--- List of tasks ---
**A.** In the tire pressure thread, what front and rear pressures does post #3 say it runs?
**B.** Print the part of the tire pressure thread starting with "37K views 17" and going on through "gas mileage, though?".
==== Passage to read
37K views 17 replies 10 participants last post by  Lunatic  
#1 ·
2011 Vulcan Vaquero 1700.

I'm a few feathers shy of 200 pounds, and I've been running my tire pressure at 30 pounds/ 40 pounds.

I seem to get better gas mileage when I run with higher tire pressure. Would this be sacrificing safety for gas mileage, though?

What pressure do you run at, and why?
 
#2 ·
All other variables the same, more pressure equals less tire contact with the ground, less flex in the sidewall and a stiffer ride. You get better mileage because there is less rolling resistance due to less contact with the ground. Only you can find that "happy place" of pressure where you are satisfied with the firmness and handling. Those are the numbers that I am running and I've been happy with it.
 
#3 ·
I run 40psi in the front and 41psi in the rear. Any thing in the 38psi (front) and down makes the front end wobble, and cups the front tire like crazy. I also don't like the way the bike handles overall with the frame stated tire pressures. I've never had a problem with the traction of the front or rear. I'm not a floor board dragger but I don't drive it like a car either. On the tires I run; front Dunlop Elite 3 and a Dunlop American Elite rear, the maximum tire pressure as stated on the sidewall is 41psi front and 42psi rear. I've always ran close to the maximum amount and have gone well over 1/2 million miles without a problem. You will find though that this topic is a little like oil, dark side, politics and religion. Lots of people have lots of different opinions. This is just my opinion for what it's worth.
========
==== Listed entries
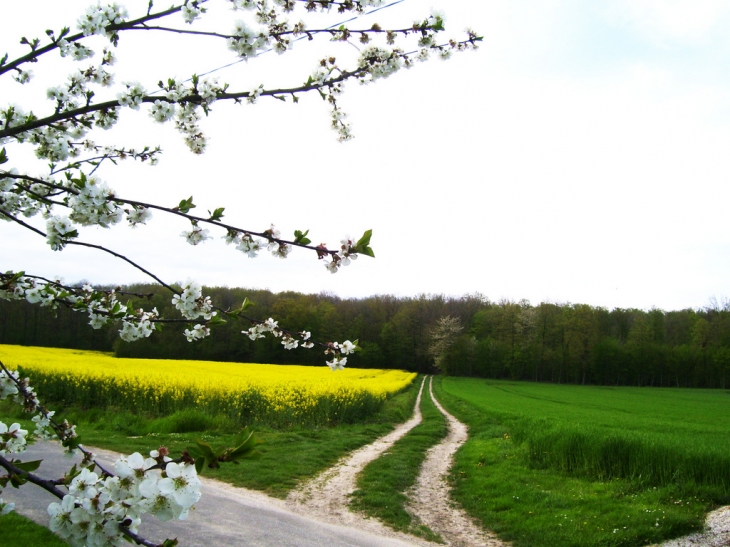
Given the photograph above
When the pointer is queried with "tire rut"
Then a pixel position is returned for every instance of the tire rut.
(430, 498)
(326, 496)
========
--- Task-by-task solutions ---
**A.** 40 psi in the front and 41 psi in the rear.

**B.**
37K views 17 replies 10 participants last post by  Lunatic  
#1 ·
2011 Vulcan Vaquero 1700.

I'm a few feathers shy of 200 pounds, and I've been running my tire pressure at 30 pounds/ 40 pounds.

I seem to get better gas mileage when I run with higher tire pressure. Would this be sacrificing safety for gas mileage, though?